Exercise objective: Continue the plot summary about Tae-sool, Seung-bok, and Seo-hae from the point where it stops.

Text shown:
Begin

His old friend offers to let them go if Tae-sool knows his birthday, but Tae-sool cannot answer. Seung-bok gives him another chance, asking if he knows how many times he kneeled on his behalf, and tells Tae-sool that he sacrificed so much for him.
He claims to have loved Seo-jin first and gave up everything for Tae-sool because he was nothing more than a sidekick. He complains about Tae-sool never thanking him even once and says that he will start over and win back Seo-jin this time. Tae-sool calls him crazy, but Seung-bok repeats Sigma’s mantra: “Don’t look at me like that!”
Seung-bok vows to take everything from Tae-sool and makes him choose between the world or the girl. Though Seo-hae begs him to not build it, Tae-sool relents and asks Seo-hae to try again with him. As he writes the code, missiles streak the sky.
Seo-hae tells Tae-sool that she is fine and points out that this will never end if they continue. Images of the world’s destruction play on screen, and Tae-sool stares at Seo-hae, looking conflicted. He notices the gun on the floor and grabs it.

End

(Coordinate annotation entries)
Begin

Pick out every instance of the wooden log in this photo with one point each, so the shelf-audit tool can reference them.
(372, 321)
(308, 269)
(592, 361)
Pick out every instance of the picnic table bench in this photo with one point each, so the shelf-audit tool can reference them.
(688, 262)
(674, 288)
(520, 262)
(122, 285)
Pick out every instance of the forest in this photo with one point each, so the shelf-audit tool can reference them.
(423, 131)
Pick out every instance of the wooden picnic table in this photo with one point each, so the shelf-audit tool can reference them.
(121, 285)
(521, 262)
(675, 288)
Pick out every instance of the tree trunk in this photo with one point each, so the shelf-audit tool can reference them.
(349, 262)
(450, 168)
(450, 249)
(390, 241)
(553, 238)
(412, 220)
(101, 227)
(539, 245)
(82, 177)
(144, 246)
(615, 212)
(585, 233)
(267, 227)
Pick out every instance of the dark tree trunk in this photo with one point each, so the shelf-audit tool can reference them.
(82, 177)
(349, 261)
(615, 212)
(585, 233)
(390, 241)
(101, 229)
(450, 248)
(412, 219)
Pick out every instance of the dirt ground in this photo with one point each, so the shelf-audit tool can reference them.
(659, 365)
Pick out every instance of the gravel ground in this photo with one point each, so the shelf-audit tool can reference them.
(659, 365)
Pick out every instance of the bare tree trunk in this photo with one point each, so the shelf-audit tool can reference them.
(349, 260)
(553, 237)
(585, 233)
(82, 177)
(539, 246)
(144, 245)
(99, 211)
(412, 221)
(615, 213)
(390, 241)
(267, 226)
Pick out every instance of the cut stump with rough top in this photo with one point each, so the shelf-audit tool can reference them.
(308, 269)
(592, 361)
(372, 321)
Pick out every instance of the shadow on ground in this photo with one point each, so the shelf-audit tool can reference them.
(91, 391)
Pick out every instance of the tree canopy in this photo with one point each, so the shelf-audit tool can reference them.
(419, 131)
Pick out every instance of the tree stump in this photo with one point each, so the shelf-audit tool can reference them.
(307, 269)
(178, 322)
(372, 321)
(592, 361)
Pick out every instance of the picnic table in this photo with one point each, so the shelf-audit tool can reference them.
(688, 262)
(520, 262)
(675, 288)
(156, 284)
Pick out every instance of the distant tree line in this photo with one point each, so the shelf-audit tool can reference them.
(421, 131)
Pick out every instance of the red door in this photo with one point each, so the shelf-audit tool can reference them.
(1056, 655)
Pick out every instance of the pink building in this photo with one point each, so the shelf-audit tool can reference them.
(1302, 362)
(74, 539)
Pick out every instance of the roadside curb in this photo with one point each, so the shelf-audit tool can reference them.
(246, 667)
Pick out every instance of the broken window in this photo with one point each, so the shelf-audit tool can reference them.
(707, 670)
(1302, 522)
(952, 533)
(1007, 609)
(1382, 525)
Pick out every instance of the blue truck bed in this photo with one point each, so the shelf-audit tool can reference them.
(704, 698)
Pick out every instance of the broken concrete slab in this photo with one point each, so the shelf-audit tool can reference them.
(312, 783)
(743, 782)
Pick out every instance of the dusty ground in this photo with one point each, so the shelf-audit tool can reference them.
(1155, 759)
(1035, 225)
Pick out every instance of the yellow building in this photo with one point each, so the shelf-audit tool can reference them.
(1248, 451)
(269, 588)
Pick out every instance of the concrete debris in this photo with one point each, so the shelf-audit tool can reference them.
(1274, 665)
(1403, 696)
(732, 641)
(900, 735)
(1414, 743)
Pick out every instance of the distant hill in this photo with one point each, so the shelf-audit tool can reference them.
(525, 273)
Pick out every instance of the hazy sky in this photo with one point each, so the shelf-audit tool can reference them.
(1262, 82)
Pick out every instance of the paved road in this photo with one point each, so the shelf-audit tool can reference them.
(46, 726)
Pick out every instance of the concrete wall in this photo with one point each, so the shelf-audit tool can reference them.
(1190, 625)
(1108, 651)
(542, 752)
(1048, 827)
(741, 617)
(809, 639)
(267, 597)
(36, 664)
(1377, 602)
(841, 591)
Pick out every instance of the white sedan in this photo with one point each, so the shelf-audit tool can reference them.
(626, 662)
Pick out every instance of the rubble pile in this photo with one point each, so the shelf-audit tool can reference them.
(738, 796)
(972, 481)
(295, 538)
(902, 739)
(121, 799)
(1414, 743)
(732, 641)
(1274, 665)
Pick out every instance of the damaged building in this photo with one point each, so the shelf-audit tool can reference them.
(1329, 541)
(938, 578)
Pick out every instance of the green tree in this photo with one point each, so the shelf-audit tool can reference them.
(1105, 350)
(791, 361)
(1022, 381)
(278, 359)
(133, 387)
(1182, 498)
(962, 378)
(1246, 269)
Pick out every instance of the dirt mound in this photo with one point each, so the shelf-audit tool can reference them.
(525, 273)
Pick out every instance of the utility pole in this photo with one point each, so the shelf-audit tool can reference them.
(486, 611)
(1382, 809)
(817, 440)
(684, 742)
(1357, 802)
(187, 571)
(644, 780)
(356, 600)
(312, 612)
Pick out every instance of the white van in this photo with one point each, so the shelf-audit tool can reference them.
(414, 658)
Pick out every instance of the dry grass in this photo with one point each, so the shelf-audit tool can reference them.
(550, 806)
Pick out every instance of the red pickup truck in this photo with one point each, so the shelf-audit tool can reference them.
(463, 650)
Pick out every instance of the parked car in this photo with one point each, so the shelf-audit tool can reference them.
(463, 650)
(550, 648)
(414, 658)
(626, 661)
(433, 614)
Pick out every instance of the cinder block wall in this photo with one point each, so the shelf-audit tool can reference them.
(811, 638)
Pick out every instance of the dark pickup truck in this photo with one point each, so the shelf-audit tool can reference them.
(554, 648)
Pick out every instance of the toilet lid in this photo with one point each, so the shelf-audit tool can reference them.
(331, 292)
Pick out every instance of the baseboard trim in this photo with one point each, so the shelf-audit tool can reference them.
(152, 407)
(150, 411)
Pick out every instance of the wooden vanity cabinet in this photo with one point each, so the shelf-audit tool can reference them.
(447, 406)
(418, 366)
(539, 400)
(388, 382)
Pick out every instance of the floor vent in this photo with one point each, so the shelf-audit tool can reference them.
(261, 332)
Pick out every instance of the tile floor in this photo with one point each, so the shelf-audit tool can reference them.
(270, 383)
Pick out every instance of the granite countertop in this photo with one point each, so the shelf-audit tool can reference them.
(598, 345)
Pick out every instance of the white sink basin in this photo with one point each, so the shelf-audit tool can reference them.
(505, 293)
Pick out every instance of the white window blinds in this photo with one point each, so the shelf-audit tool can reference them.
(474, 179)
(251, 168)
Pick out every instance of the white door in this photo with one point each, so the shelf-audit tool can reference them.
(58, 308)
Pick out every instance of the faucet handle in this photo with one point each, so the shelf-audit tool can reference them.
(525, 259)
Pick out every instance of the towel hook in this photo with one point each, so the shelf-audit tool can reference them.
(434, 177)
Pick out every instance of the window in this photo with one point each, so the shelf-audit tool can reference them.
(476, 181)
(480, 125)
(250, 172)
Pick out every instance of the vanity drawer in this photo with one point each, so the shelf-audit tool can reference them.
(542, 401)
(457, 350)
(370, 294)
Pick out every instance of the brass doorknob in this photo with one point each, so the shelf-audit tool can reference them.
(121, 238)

End

Result:
Tae-sool points his gun at Seung-bok who points his own at Seo-hae. Looking over at her, Tae-sool admits to knowing the solution from the very beginning, but he avoided it in order to be with her. He asks Seo-hae to come find him even if there is no future and smiles at her. Raising the gun to his head, Tae-sool shoots himself, and Seo-hae screams his name.
The missiles in the sky disappear, and all around the country, the time travelers vanish as well. In Sigma’s old headquarters, Tae-san wakes up with a look of understanding on his face. While the rest of the world continues living in ignorance, Dad stares up at the sky and knows that his daughter won.
Seo-hae gently strokes Tae-sool and brings up the questions he asked at the school. Back then she did not answer his last one, so she tells him now that the person she likes is him. She says that she will find him again and tells him that she loves him. Holding onto Tae-sool until the end, Seo-hae vanishes.
A bright light flashes on screen, and Tae-sool wakes up on the flight with the mean passenger from episode one. However, unlike before, Seo-hae sits next to him and asks him to choose their food. He struggles to answer her, and she stares at him curiously.
A flight attendant comes by with his water, and Tae-sool reaches for his pills. He hesitates and looks over at Seo-hae before dropping the drugs. He rests his head on her shoulder, and they hold hands while smiling peacefully. As the camera moves away, a bright light fills the cabin and engulfs the lovers.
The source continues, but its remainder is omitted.